• [ЗАДАНИЕ 1]: Выведите все строки записей без изменений.
===== ИСХОДНЫЙ ТЕКСТ
Разве Россия и сейчас не хозяйничает в Германии? Я не хочу говорить от себя, пусть говорит за меня немецкая газета, газета, хорошо известная своими консервативными принципами и могущая по своему политическому положению быть названною германским "Journal des Debats", если бы в такой раздробленной стране, как Германия, вообще мыслим был "Journal des Debats". Итак в No 86 "Всеобщей Аугсбургской Газеты" 6 за 1848 г., на странице 1369, я читаю следующее:

"Только через труп Польши Россия могла бы добраться до сердца Германии, только подавление всякой свободы в Германии могло бы обеспечить господство кнута и в Польше". "Излишне возвращаться здесь к старой злосчастной истории насилий над Польшей, она памятна всему миру, упомянем лишь об одном эпизоде из целого ряда событий, обрушившихся за последние 80 лет на эту несчастную страну. В 1790 году Пруссия сообразила опасность, угрожающую ей в случае разгрома Польши, и заключила с Польшею, Голландией и Англиею союз для сохранения республики в ее тогдашнем состоянии. Через два года после того она снова позволила России оплести себя и уплатить себе за свое политическое предательство значительнейшую часть добычи. Доля Пруссии в третьем разделе [Польши] была максимальною, не шедшею ни в какое сравнение с долею Австрии и России, ибо тогда дело шло об удержании Пруссии в магическом кругу русской политики. Последствия этого известны. Пруссия снова потеряла большую часть своей добычи, а Россия добилась своей цели, не допустив сохранения самостоятельной Польши. Известно, к каким печальным результатам привела русская запретительная система, проведению которой Пруссия сама способствовала картельным договором, и мы готовы без всяких околичностей признать русскую политику прусского двора настоящею и почти единственною причиною революции. Народ глубоко чувствовал, что наследственный враг сидит у него на шее и что основная часть монархии почти беззащитна от его нападения; сверх того русская запретительная система была источником обнищания для большой части Силезии, для западной и восточной Пруссии. До тех пор, пока русская запретительная система изолирует Польшу, не приходится и думать о серьезном процветании этих провинций, и нетрудно себе представить, какое настроение создалось и продолжало поддерживаться подобным положением вещей. Люди стремились к свободе не из теоретического предпочтения (!?), а с целью освободиться при помощи общественного мнения от предательской дружбы России, которая по мнению народа имела своих оплаченных сторонников в самом королевском дворце".

В другой статье в No 80 того же года я снова встречаю следующие строки:

"В одной из последних статей мы, основываясь на современных отношениях, показали, что присоединение Германии к русским должно при всех обстоятельствах послужить нам во вред. При этом мы в известной мере оставались на теоретической почве, но мы можем также подтвердить сказанное на чисто практической почве опыта. В отношении русской помощи мы имеем за собою поучительное прошлое".
==========
• [ЗАДАНИЕ 2]:
Ответьте по тексту о русской политике в отношении Германии и Польши:
(a) На какой странице номера 86 «Всеобщей Аугсбургской Газеты» находятся приводимые строки?
(b) С какими странами Пруссия заключила союз в 1790 году?
(c) В каком номере газеты напечатана вторая цитируемая статья?
===== ПРЕДОСТАВЛЕННЫЕ ЗАПИСИ
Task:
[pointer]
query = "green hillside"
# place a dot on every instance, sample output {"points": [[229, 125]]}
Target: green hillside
==========
• [РЕЗУЛЬТАТ 1]:
Task:
[pointer]
query = "green hillside"
# place a dot on every instance, sample output {"points": [[229, 125]]}
Target: green hillside

• [РЕЗУЛЬТАТ 2]:
(a) На странице 1369.
(b) С Польшей, Голландией и Англией.
(c) В номере 80.